To do:
Two lines in the data below mark the range: the one with "[(703, 210), (466, 67), (381, 302), (423, 107)]" and the one with "Indicate the antenna". Return both, along with every line between them, exactly.

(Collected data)

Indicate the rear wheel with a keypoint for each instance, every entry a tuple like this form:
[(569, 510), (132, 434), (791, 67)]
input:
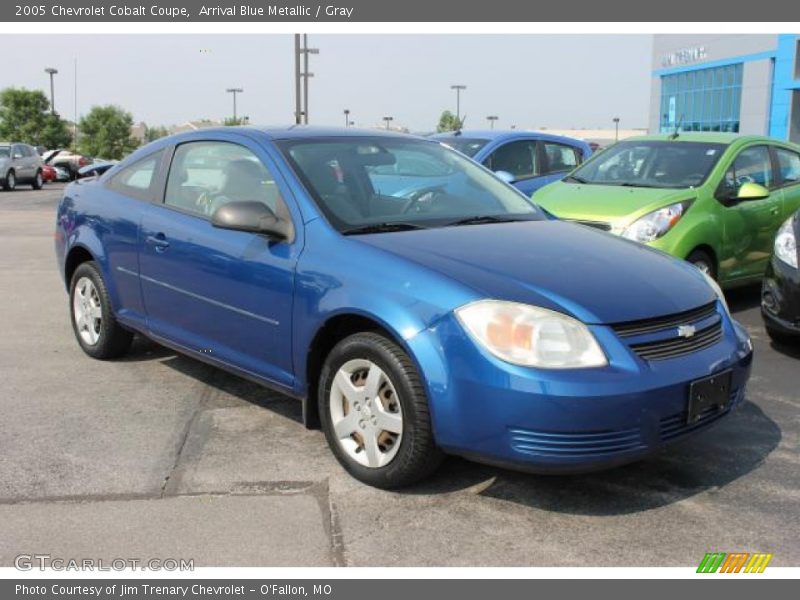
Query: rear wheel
[(703, 261), (375, 414), (96, 329), (38, 181), (11, 181)]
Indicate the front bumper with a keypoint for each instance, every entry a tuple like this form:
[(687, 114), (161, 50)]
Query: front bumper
[(780, 298), (571, 420)]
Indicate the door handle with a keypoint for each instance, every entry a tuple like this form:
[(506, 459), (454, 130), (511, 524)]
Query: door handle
[(158, 241)]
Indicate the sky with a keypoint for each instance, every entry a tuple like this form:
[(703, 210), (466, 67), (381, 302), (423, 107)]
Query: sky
[(530, 81)]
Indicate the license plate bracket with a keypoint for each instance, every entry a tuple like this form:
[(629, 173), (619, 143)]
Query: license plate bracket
[(710, 392)]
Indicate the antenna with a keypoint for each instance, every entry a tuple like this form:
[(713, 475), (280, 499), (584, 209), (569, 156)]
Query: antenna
[(674, 135)]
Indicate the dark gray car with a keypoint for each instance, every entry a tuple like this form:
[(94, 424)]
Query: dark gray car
[(20, 164)]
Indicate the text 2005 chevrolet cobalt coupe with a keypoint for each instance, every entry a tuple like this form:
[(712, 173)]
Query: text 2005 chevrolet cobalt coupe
[(415, 303)]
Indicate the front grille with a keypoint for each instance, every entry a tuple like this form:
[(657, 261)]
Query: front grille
[(670, 341), (574, 445), (596, 224), (631, 328), (676, 425), (679, 346)]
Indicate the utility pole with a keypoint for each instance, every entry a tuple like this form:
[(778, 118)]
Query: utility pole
[(458, 89), (51, 71), (301, 112), (298, 110), (234, 91)]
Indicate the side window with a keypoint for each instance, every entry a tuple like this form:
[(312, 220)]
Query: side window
[(206, 175), (138, 180), (560, 157), (789, 165), (518, 158), (752, 165)]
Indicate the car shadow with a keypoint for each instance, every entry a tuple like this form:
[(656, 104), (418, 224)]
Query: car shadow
[(700, 464)]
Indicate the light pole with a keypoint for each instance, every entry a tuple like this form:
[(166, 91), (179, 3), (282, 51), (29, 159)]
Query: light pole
[(234, 91), (51, 71), (458, 89)]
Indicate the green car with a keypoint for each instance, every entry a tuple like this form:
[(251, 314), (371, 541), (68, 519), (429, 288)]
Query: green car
[(714, 199)]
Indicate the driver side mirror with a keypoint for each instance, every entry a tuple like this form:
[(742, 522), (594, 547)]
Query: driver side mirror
[(505, 176), (254, 217), (752, 191)]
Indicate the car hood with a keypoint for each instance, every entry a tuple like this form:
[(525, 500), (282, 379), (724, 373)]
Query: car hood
[(605, 202), (592, 275)]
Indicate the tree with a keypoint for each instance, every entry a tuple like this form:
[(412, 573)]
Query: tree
[(25, 117), (449, 122), (151, 134), (106, 132)]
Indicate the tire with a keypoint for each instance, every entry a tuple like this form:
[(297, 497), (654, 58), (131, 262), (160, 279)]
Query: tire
[(387, 458), (97, 331), (703, 261), (38, 181), (10, 182)]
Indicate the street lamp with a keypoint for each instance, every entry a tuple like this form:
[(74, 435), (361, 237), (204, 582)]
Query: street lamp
[(458, 89), (234, 91), (51, 71)]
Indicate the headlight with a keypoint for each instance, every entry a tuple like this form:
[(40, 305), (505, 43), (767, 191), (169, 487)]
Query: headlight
[(712, 282), (531, 336), (655, 224), (786, 243)]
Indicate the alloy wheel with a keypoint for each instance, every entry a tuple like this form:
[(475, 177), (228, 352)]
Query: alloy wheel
[(366, 413), (87, 311)]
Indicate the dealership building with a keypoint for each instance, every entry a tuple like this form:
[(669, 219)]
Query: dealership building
[(740, 83)]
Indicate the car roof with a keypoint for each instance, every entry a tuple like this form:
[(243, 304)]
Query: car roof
[(709, 137), (504, 134)]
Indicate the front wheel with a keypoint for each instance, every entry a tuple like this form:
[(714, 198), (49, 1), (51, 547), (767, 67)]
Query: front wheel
[(97, 331), (11, 181), (38, 181), (375, 414)]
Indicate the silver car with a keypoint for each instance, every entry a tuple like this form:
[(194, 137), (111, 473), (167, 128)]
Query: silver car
[(20, 163)]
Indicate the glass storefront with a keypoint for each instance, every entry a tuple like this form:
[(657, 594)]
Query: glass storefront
[(702, 100)]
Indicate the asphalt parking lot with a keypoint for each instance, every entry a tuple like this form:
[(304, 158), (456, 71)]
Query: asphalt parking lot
[(158, 455)]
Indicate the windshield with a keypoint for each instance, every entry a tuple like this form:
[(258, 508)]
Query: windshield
[(658, 164), (468, 146), (365, 182)]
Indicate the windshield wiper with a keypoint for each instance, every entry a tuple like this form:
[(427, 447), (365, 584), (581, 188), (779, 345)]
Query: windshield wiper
[(575, 178), (636, 184), (382, 228), (480, 219)]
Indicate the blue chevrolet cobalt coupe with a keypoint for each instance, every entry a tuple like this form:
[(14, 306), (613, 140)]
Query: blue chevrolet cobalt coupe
[(416, 304)]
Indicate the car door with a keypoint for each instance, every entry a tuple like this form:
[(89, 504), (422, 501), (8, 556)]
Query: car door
[(220, 293), (519, 158), (787, 164), (748, 225), (557, 160)]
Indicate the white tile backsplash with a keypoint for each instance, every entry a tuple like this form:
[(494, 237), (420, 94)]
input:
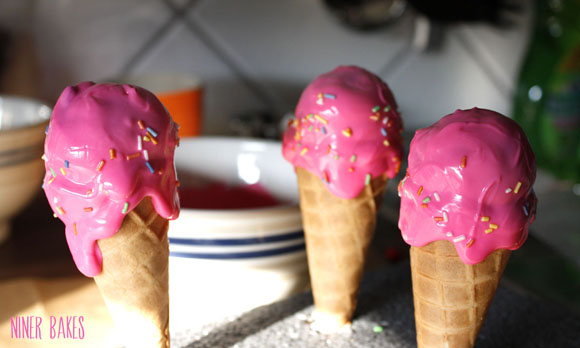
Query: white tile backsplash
[(258, 54), (285, 44)]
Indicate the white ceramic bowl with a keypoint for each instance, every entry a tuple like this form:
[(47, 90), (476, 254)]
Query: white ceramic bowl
[(224, 262), (22, 125)]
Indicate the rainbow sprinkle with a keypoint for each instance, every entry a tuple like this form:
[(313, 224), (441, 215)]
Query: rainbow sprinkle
[(320, 118), (518, 186), (125, 208)]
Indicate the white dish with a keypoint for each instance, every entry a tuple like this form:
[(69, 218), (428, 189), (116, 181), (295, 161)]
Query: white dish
[(22, 125)]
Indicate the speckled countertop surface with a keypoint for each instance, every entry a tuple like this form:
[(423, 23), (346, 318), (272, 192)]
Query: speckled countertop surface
[(514, 320)]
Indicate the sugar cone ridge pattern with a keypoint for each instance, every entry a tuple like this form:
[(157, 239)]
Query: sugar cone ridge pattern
[(451, 298), (338, 232), (134, 280)]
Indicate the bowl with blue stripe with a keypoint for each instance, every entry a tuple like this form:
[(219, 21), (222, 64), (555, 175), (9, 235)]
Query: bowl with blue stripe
[(239, 228)]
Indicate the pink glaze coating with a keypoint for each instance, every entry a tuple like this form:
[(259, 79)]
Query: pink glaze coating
[(347, 130), (96, 171), (469, 181)]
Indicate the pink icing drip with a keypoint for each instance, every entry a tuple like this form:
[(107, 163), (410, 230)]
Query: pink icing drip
[(467, 167), (88, 120), (346, 101)]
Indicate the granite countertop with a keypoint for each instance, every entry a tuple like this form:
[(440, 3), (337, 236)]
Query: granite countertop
[(385, 318)]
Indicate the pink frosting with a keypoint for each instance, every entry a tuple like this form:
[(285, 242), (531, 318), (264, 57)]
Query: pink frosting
[(96, 171), (469, 181), (347, 130)]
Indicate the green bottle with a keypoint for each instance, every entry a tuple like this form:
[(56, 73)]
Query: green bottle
[(547, 100)]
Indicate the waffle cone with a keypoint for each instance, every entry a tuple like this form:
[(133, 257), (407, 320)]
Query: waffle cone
[(451, 298), (134, 279), (338, 232)]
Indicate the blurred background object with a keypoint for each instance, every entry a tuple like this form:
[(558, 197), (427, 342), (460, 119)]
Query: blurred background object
[(547, 102), (255, 57), (181, 95)]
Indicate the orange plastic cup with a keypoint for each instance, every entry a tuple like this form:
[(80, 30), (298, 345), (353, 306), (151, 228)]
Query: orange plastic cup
[(182, 96)]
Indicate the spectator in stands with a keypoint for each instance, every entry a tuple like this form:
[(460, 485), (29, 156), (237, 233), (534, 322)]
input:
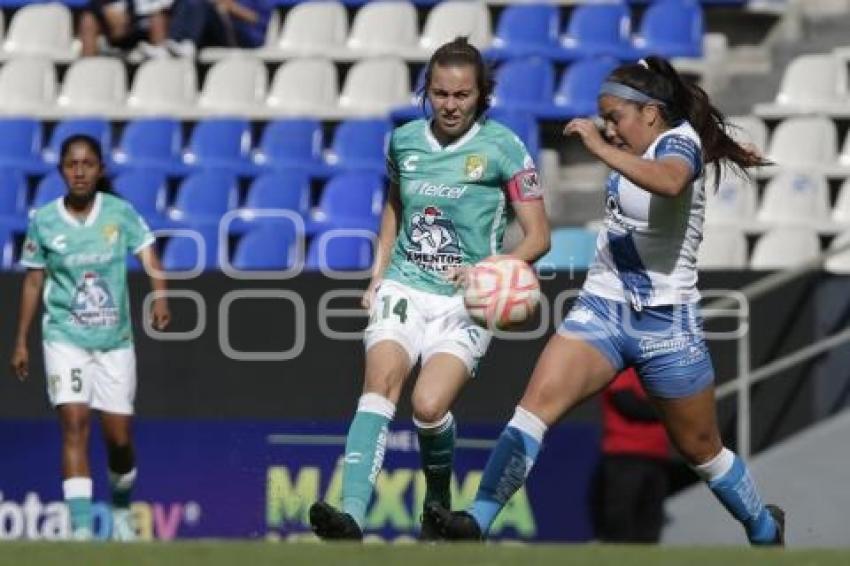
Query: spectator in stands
[(631, 480), (137, 25), (217, 23)]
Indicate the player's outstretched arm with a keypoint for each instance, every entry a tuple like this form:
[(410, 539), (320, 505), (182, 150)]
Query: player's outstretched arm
[(30, 294), (160, 313)]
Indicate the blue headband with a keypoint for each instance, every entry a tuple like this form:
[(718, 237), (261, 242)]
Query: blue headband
[(627, 93)]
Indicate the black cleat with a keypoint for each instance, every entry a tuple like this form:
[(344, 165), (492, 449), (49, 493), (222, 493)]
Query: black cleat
[(330, 524), (778, 515), (457, 525)]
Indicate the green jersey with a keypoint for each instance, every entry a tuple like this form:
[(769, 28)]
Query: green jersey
[(85, 294), (454, 199)]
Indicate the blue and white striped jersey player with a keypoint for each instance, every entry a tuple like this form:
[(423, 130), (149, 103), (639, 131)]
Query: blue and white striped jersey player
[(638, 306), (453, 182)]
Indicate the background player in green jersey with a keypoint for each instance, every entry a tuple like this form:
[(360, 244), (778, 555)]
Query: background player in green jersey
[(79, 244), (452, 178)]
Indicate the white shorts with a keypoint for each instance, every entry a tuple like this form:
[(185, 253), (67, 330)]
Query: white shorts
[(104, 380), (425, 324)]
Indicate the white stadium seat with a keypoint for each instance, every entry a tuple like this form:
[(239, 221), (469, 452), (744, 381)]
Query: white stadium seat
[(384, 28), (783, 248), (41, 29), (93, 85), (722, 248), (163, 86), (795, 198), (27, 85), (306, 86), (374, 86), (235, 85)]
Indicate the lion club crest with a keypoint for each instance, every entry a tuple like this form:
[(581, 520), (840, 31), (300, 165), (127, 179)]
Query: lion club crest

Answer section:
[(703, 210), (466, 67), (381, 302), (423, 107)]
Query: sky
[(530, 81)]
Indicate the license plate bracket with a keypoint for each instance, every entry a tuple like this form:
[(629, 173), (619, 143)]
Query: license plate bracket
[(710, 392)]
Indicate the antenna with a keypoint for each instance, every entry a tuple like this form:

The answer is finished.